### Group Prject - London Bike Rentals

In this project, you will work with the London Bikes dataset, which records daily bike rentals in the city along with key variables such as dates, weather conditions, and seasonality.

The goal is to apply the full data analytics workflow:

- Clean and prepare the dataset.

- Explore the data through visualisation.

- Construct and interpret confidence intervals.

- Build a regression model to explain variation in bike rentals.

- By the end, you will connect statistical concepts with practical Python analysis.

In [88]:
## Import libraries and data
import pandas as pd
import numpy as np
import seaborn as sns
import matplotlib.pyplot as plt

london_bike = pd.read_csv("C:/Users/Tamás/Desktop/ESMT/FirstSem/AnalyticsThroughCoding/Analytics-through-coding-in-class/Data/london_bikes.csv")

In [None]:
london_bike.info()
london_bike.columns
london_bike.describe()

**1. Data Cleaning**

Check for missing values across columns. How would you handle them?

Inspect the date column and ensure it is correctly formatted as datetime. Extract useful features (year, month, day, day of week, season).

Convert categorical variables (e.g., season, weather) to appropriate categories in Python.

Ensure numeric columns (e.g., bikes rented, temperature) are in the right format.

In [None]:
## Your code goes here

# Check for the sum of the missing values in each column
london_bike.isnull().sum()

In [91]:
# Making a copy from the original dataset
london_bike_copy = london_bike.copy()

In [92]:
# Changing the datatime in a correct format
london_bike_copy["date"] = pd.to_datetime(london_bike_copy["date"])

In [93]:
# Changing the format of the "month" and "wday" columns to integer with mapping
months_to_int = {
    'Jan': 1, 'Feb': 2, 'Mar': 3, 'Apr': 4, 'May': 5, 'Jun': 6, 
    'Jul': 7, 'Aug': 8, 'Sep': 9, 'Oct': 10, 'Nov': 11, 'Dec': 12
}
london_bike_copy.loc[:, "month"] = london_bike_copy["month"].map(months_to_int)

days_to_int = {
    'Mon': 1, 'Tue': 2, 'Wed': 3, 'Thu': 4, 'Fri': 5, 'Sat': 6, 'Sun': 7
}
london_bike_copy.loc[:, "wday"] = london_bike_copy["wday"].map(days_to_int)

In [94]:
# Convert 'month' and 'wday' columns to integer type
london_bike_copy["month"] = london_bike_copy["month"].astype(int)
london_bike_copy["wday"] = london_bike_copy["wday"].astype(int)

In [None]:
# Finding columns with missing values
missing_columns = london_bike_copy.columns[london_bike_copy.isnull().any()]

missing_values = pd.DataFrame()

- **Problems to solve**:
**a)** Answer these questions using the London bike rentals notebook:
(i) Which integer does the day mapping assign to 'Sun'?
(ii) Which pandas function is used to convert the "date" column?
(iii) What name is given to the copy of the original dataset?
**b)** Continue the London bike rentals notebook after its last line.
The material has no connection to the London bike rentals notebook.

- **Supplied material**:
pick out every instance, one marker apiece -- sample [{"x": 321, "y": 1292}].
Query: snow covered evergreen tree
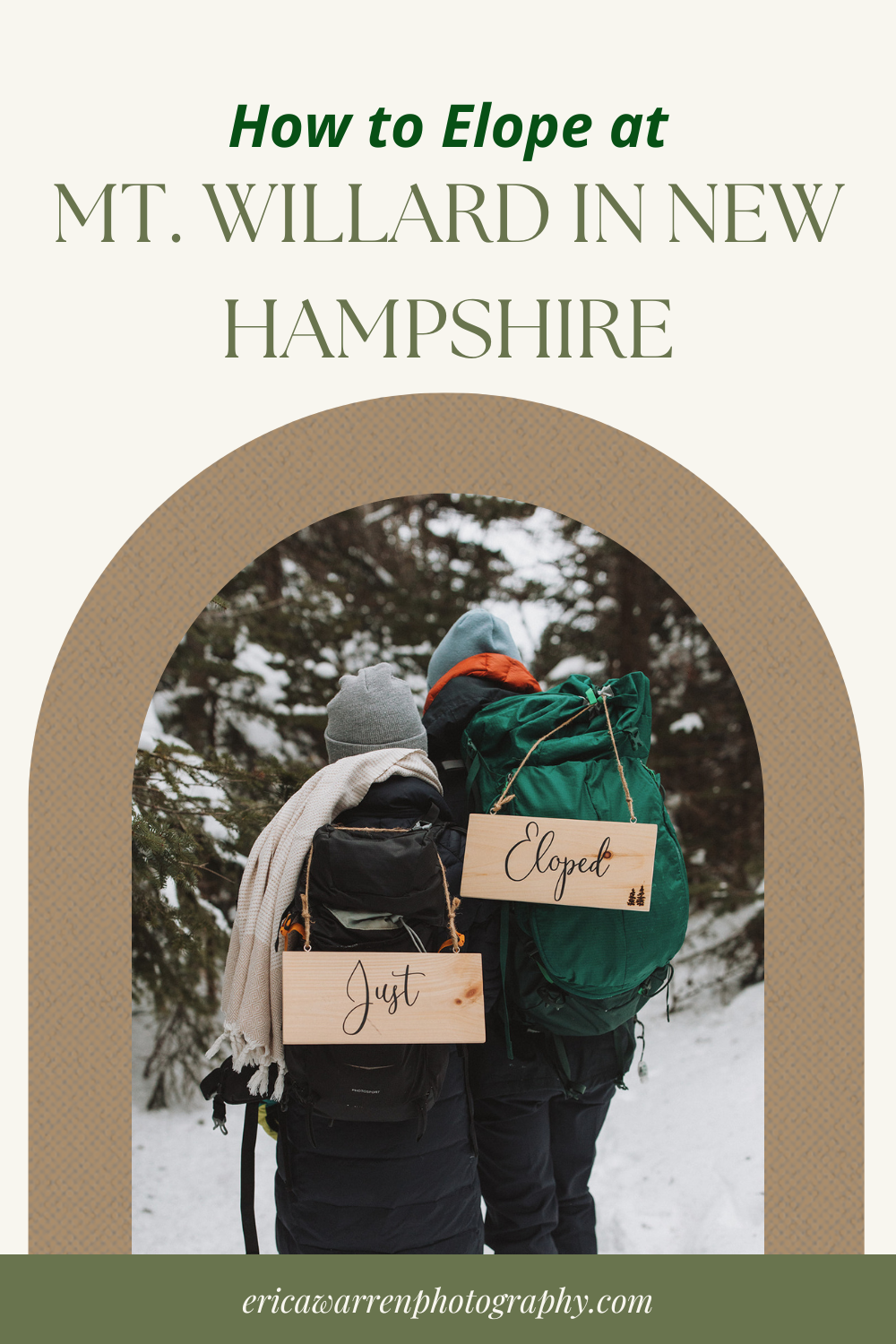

- **Task-by-task outputs**:
**a)**
(i) 7
(ii) pd.to_datetime
(iii) london_bike_copy

**b)**
for col in missing_columns:
     missing_values[col] = london_bike_copy[col].describe()

missing_values = missing_values.T
display(missing_values)

In [None]:
# Filling the missing values in each column 

# CLOUD_COVER - the values are between 0 and 9, the mean is 4.91 and the standard deviation is 2.36, so most of the values are close to the mean. 
# We can fill the missing values with the mean of the column
london_bike_copy["cloud_cover"].fillna(london_bike_copy["cloud_cover"].mean(), inplace=True)

# HUMIDITY - here the range between the min and max value is quite bigger than the previous one as the standard deviation, but the fact that from the
# 4934 row only 83 have missing value, we can use the mean of the columns to fill the missing values.
london_bike_copy["humidity"].fillna(london_bike_copy["humidity"].mean(), inplace=True)

# PRESSURE, RADIATION, MEAN_TEMP, MIN_TEMP, MAX_TEMP - the same situation like at the HUMIDITY. We can fill the missing values with the mean of the column.
london_bike_copy["pressure"].fillna(london_bike_copy["pressure"].mean(), inplace = True)
london_bike_copy["radiation"].fillna(london_bike_copy["radiation"].mean(), inplace = True)
london_bike_copy["mean_temp"].fillna(london_bike_copy["mean_temp"].mean(), inplace = True)
london_bike_copy["min_temp"].fillna(london_bike_copy["min_temp"].mean(), inplace = True)
london_bike_copy["max_temp"].fillna(london_bike_copy["max_temp"].mean(), inplace = True)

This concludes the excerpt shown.